• Task input:
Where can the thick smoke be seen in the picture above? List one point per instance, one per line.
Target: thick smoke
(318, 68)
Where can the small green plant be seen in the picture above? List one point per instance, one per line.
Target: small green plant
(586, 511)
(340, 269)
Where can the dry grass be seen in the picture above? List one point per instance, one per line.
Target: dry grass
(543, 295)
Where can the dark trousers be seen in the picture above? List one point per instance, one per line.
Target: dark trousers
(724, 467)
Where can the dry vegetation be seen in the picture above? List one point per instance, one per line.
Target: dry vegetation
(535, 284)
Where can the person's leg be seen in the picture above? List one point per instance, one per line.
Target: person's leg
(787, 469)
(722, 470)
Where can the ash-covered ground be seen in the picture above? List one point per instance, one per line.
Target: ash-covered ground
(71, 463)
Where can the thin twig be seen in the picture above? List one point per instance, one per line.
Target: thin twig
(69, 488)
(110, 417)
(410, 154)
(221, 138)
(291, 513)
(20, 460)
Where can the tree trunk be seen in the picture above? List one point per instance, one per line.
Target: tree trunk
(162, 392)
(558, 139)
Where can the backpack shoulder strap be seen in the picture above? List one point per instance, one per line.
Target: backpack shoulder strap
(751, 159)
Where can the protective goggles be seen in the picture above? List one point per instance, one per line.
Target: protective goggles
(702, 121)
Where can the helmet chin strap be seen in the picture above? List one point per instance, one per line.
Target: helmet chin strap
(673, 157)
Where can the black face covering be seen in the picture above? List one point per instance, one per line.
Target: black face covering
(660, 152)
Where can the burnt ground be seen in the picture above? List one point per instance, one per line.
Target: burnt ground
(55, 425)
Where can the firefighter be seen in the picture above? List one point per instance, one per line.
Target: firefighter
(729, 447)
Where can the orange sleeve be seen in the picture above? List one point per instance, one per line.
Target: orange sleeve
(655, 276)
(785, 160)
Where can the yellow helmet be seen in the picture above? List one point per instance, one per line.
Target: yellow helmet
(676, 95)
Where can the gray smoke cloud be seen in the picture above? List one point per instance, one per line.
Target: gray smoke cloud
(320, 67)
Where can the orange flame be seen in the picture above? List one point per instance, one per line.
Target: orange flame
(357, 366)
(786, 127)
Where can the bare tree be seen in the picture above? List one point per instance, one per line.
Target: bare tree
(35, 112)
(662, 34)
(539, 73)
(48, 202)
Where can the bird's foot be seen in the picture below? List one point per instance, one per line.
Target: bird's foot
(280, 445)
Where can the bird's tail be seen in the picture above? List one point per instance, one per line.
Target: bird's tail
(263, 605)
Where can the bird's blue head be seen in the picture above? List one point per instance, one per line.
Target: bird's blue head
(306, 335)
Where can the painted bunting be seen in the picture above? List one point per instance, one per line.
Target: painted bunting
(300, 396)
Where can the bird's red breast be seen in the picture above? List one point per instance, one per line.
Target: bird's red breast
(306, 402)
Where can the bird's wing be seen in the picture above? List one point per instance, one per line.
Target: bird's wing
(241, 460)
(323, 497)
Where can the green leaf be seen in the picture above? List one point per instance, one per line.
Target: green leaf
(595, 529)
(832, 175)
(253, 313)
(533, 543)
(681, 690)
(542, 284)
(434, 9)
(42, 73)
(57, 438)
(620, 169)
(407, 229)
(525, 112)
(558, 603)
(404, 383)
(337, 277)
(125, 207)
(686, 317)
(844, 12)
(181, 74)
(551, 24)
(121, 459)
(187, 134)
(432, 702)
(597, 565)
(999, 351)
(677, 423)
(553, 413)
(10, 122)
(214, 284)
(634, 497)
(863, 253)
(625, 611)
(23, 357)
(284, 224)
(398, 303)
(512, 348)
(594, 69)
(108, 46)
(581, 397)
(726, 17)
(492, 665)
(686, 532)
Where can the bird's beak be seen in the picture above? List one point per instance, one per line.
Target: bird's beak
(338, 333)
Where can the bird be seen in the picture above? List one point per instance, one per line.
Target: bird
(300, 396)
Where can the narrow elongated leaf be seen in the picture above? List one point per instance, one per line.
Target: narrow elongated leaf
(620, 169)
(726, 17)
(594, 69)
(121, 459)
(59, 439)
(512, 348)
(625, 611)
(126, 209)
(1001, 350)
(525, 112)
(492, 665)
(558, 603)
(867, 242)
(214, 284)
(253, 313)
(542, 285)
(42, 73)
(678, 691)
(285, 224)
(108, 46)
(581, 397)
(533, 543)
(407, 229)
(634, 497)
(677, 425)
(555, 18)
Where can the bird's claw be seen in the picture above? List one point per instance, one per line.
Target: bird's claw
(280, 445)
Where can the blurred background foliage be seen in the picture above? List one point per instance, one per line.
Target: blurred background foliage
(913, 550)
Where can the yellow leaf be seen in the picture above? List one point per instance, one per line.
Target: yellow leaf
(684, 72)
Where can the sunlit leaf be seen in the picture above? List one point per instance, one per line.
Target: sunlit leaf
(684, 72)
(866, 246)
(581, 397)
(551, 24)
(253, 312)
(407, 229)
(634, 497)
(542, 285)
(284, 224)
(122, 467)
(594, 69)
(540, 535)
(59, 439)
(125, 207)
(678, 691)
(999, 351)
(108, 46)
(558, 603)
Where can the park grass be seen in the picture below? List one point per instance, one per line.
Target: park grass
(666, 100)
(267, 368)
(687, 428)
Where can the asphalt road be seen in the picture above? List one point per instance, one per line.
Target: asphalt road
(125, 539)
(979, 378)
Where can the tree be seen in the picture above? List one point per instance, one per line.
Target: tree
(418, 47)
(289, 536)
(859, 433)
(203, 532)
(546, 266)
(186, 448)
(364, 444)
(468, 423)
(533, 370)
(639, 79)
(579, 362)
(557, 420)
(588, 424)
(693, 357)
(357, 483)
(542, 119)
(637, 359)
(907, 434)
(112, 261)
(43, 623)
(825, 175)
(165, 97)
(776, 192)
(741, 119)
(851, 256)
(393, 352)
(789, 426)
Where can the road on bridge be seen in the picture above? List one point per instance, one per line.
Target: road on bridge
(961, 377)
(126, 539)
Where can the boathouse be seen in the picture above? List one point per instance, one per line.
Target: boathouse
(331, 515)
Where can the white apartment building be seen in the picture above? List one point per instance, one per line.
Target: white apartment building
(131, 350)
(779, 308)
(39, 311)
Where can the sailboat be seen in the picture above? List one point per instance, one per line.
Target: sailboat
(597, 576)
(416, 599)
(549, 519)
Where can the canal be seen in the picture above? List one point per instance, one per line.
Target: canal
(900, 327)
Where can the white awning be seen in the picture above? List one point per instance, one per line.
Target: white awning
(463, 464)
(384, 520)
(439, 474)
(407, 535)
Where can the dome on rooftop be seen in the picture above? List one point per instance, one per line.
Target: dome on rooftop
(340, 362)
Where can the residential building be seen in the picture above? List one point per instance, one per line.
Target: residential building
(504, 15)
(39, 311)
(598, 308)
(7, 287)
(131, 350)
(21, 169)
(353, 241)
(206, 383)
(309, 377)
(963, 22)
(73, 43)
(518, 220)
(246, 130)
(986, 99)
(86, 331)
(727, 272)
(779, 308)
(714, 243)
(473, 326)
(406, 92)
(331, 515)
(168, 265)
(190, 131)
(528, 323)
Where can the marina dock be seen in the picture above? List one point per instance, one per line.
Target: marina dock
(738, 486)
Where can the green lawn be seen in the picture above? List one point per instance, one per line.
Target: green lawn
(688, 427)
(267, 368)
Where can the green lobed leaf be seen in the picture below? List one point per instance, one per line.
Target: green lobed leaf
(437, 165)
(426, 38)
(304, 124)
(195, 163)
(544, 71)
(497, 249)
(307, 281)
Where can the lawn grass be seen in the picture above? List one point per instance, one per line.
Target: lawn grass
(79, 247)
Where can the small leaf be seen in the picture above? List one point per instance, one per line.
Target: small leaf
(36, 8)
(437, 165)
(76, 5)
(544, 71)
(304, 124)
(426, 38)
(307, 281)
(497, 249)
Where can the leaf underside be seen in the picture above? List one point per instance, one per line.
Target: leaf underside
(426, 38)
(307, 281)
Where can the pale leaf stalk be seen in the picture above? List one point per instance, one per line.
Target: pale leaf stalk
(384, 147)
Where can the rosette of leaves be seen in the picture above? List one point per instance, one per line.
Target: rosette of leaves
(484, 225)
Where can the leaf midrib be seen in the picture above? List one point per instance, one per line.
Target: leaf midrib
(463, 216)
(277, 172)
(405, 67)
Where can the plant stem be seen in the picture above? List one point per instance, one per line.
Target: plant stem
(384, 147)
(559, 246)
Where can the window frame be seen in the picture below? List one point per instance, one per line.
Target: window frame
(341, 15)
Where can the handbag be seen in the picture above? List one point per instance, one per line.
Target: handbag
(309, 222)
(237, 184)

• What you need to do:
Only the lines from the one that contains "Where can the leaf underside" to the end of the data should be output, exactly as they appear.

• Completed exercise:
Where can the leaf underside be seen in the picture above? List one point per instance, one per line.
Target: leaf underside
(426, 38)
(307, 281)
Where can the pale leaf stalk be seen in the picture above? List one point per instance, one per line.
Target: pale leaf stalk
(384, 147)
Where can the rosette of leaves be seen in the picture above? List one point per instance, one per line.
Target: rosette of leaves
(484, 225)
Where can the leaf midrib be seen in the picture above? List one point per instance, one per line.
Target: leaf midrib
(463, 216)
(277, 172)
(405, 67)
Where can the plant stem be seen in the picture above? List one point per instance, one per line.
Target: plant stem
(384, 147)
(559, 246)
Where can the window frame be seen in the picture below? List one point per instance, one per line.
Target: window frame
(341, 15)
Where can the handbag be seen in the picture above? List one point per instance, one per line.
Target: handbag
(309, 222)
(237, 184)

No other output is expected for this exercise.